À FAIRE »
1 - Recopiez le passage du texte sur la compilation Dynam’Hit qui va de « Glissement naturel dans » jusqu’à « du French Boogie. » inclus.
2 - Prolongez le texte sur la compilation Dynam’Hit en reprenant juste après sa dernière phrase.

TEXTE EXTRAIT »
● ● ● ● ●

Compilation regroupant une house music transformée en dance music au contact de la variété française, Dynam’Hit, Europop Version Française 1990-1995 arrive sur Born Bad Records. Les deux curators du projet, Belec et Sainte-Rita, nous décortiquent quelques titres.

Glissement naturel dans une soif de découverte qui frise la retromania, ces deux dernières années ont vu les 90’s sucrer la première place du podium aux 80’s, fouillées de fond en comble. On passe à la suite, et quelle suite ! L’arrivée en force des musiques électroniques au début de la décennie ouvre des perspectives immenses et chacun y va de son « House Tube », y compris en France. On ne parle pas ici des pontes du genre et des titres bien connus, mais plutôt d’une production souterraine, méconnue et surtout, chantée en français – chose rare pour des musiques électroniques, et qu’il l’est d’autant plus que la mode d’alors se voulait à l’anglais. Une version plus synthétique et dance, new-beat ou hip-house du French Boogie. 

C’est dans cet interstice méconnu que Belec et Sainte-Rita, DJs proches du collectif Bruit de la Passion ont réalisé pour le label Born Bad Records, excavateur en chef de la partie immergé de l’iceberg musical hexagonal. Dynam’hit, sous-titrée Europop Version Française 1990-1995 est une compilation qui s’attarde donc sur la production en français d’une musique électronique qui arrivait à grands bruits – diabolisation, reportages sensationnels et remarques acerbes en prime.

Une musique émergente mais déjà intégrée par bon nombre de producteurs, musiciens et requins de studio : comme toute musique à la mode, autant piocher ce qu’on y souhaite pour faire des tubes, mais à sa sauce. Surtout, à destination des kids, de la télé, des radios. Des disques électroniques donc, chantés en français mais qui ont plus que cela ; hip-house, acid, new-beat, pop synthétique, les influences et trouvailles se mélangent sur des paroles parfois légères qui, il faut bien l’avouer, nous font sourire tout autant qu’ils racontent (un peu) notre histoire musicale. 

Pour Phonographe Corp, les deux curators Belec et Sainte-Rita détaillent quelques titres de cette compilation à glisser dans nos discothèques idéales, quelque part entre Interview, Bassline Boys et Laurent Garnier.

● ● ● ● ●

JEU DE DONNÉES »
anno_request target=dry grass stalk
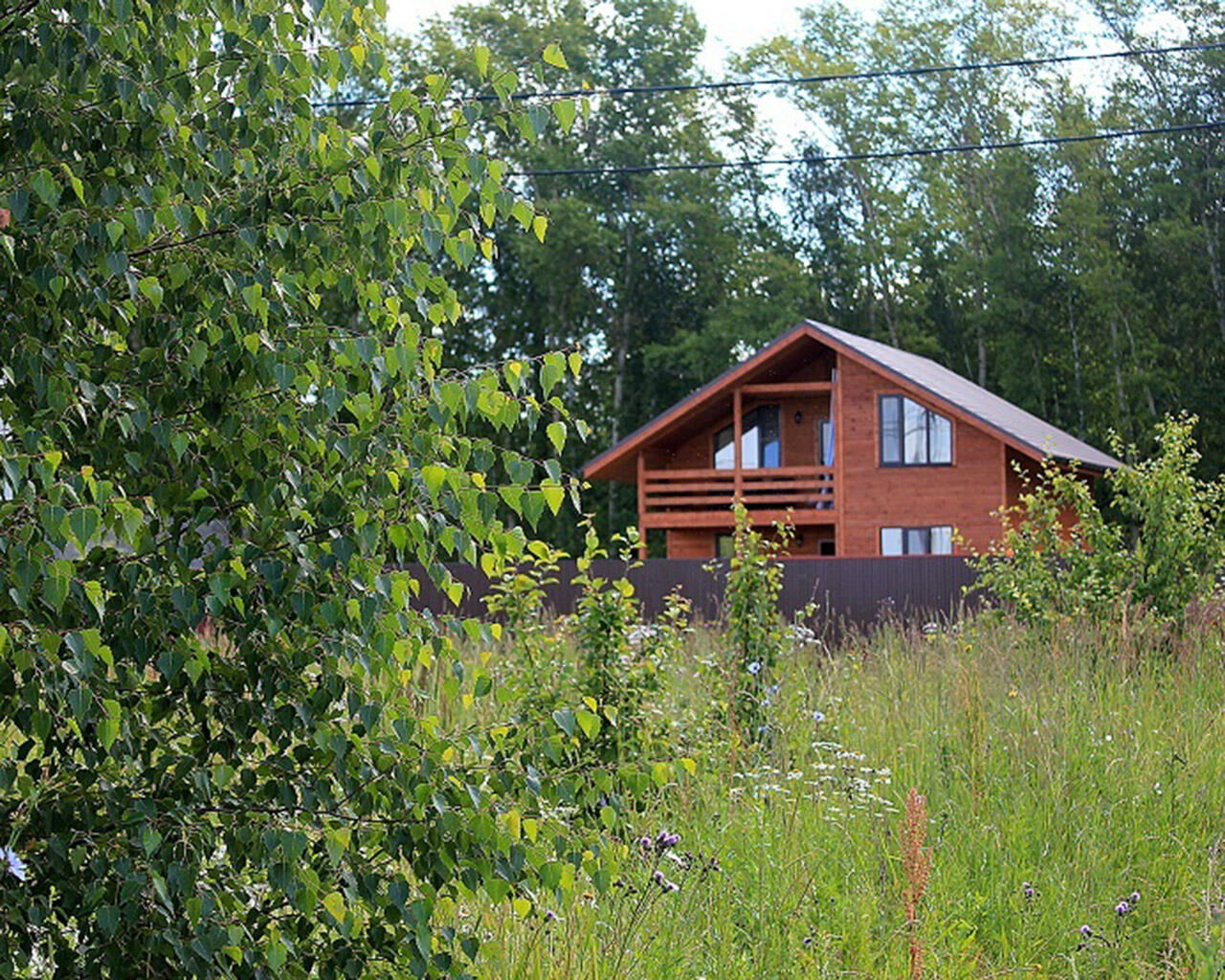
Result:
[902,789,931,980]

● ● ● ● ●

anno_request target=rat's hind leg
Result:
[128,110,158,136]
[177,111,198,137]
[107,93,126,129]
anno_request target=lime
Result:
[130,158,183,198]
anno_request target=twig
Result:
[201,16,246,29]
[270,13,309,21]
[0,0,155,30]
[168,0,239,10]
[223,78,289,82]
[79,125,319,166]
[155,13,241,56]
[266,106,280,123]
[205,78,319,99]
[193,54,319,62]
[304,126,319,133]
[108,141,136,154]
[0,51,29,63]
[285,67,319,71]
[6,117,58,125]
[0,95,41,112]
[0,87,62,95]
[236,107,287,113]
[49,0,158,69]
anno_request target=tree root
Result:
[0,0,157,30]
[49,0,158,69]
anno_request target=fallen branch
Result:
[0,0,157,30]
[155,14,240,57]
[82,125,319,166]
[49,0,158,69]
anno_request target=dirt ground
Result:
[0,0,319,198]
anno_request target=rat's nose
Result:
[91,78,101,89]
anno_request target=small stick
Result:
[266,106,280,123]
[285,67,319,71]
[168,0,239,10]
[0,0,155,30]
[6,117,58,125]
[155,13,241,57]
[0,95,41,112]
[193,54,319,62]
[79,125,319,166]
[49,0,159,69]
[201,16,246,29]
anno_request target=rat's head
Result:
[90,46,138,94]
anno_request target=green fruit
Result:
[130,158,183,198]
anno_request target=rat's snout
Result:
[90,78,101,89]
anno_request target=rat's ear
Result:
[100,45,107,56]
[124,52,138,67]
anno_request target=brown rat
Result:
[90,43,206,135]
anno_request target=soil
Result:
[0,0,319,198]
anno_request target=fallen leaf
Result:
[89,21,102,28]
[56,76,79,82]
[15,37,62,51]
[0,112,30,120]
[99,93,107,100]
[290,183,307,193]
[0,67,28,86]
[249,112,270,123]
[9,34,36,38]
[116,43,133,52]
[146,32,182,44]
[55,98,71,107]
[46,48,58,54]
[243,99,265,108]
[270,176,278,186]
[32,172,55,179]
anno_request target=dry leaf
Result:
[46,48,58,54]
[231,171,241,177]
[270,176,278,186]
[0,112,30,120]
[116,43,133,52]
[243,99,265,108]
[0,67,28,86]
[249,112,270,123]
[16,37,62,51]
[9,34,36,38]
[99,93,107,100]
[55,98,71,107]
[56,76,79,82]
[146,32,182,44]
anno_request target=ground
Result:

● ● ● ● ●

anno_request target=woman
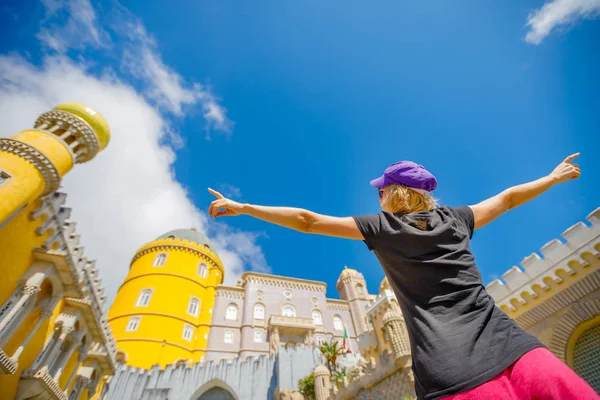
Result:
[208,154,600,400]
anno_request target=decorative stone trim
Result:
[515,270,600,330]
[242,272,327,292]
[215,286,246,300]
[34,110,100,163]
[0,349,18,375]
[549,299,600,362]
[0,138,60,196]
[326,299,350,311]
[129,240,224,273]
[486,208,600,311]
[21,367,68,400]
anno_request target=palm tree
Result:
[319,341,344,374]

● ● ● ● ●

RÉPONSES SUCCESSIVES »
1 -
Glissement naturel dans une soif de découverte qui frise la retromania, ces deux dernières années ont vu les 90’s sucrer la première place du podium aux 80’s, fouillées de fond en comble. On passe à la suite, et quelle suite ! L’arrivée en force des musiques électroniques au début de la décennie ouvre des perspectives immenses et chacun y va de son « House Tube », y compris en France. On ne parle pas ici des pontes du genre et des titres bien connus, mais plutôt d’une production souterraine, méconnue et surtout, chantée en français – chose rare pour des musiques électroniques, et qu’il l’est d’autant plus que la mode d’alors se voulait à l’anglais. Une version plus synthétique et dance, new-beat ou hip-house du French Boogie.

2 -
Anne Zamberlan, « Attention Danger »

C’est une des petites célébrités de la compile, en premier lieu suite à son apparition dans Charlotte For Ever, le film de Gainsbourg. Cette expérience l’a aidé à accepter son obésité, qui la complexait beaucoup et Zamberlan est devenue une pionnière de la lutte contre la grossophobie en France, et sans doute la première actrice et mannequin de sa stature. Elle n’a fait qu’un disque, Attention Danger, qui met en garde contre la drogue. Un titre très naïf, rigolo, un bon exemple de faux rap, c’est tellement de la récupération que c’en est drôle. Mais aussi très bien troussé ; si c’est un faux rap, c’est un vrai morceau de hip-house, produit par Fabian Van Messen, Jack Mauer et Marc Neuttiens, trois Belges responsables d’une palanquée de disques New-Beat sous alias : Bassline Boys, Code 61, Defcon… 

Fred de Fred, « En Amour (Edit 2020) »

Voilà un morceau qui ne s’est pas révélé à la première écoute. Il s’agit d’un remix rave d’un titre de Fred de Fred, chanteur de variété plutôt rock, mais émigré à Sheffield et qui a donc vécu le bouillonnement du Summer of Love de 1988, et la vague acid house qui allait avec. Dans le remix, la voix de Fred est accélérée pour atteindre les fameux 120 bpm, comme si c’était l’alpha et l’omega de la musique de club. La voix de Fred était donc plus aiguë qu’au naturel. Perso, la première fois que je l’ai posé sur ma platine, je n’ai pas trouvé ça fameux, ce chanteur qui pose sa voix trop aiguë sur une instru rave. Mais au ralenti, le morceau s’est révélé, au point d’être un des meilleurs du disque à notre avis. La construction est imparable, on ne s’ennuie jamais, les stabs house sont addictifs et ça fourmille de détails de production qui se révèlent au fil des écoutes. 

Jean-François Maurice, « Top Model »

C’est un morceau que j’ai trouvé sur Bide et Musique (une webradio incroyable), vers 2015 je pense, alors que je ne cherchais pas ce type de musique. Le CD est très rare, ça s’annonçait compliqué de récupérer un fichier correct, ce titre m’est donc un peu sorti de la tête. Jusqu’à un jour où, en dansant dans un club, je me suis dit que je devais absolument mettre la main dessus pour pouvoir le jouer en boite. C’était à l’inénarrable Gambetta Club, probablement à une “Bisou” organisée par Belec !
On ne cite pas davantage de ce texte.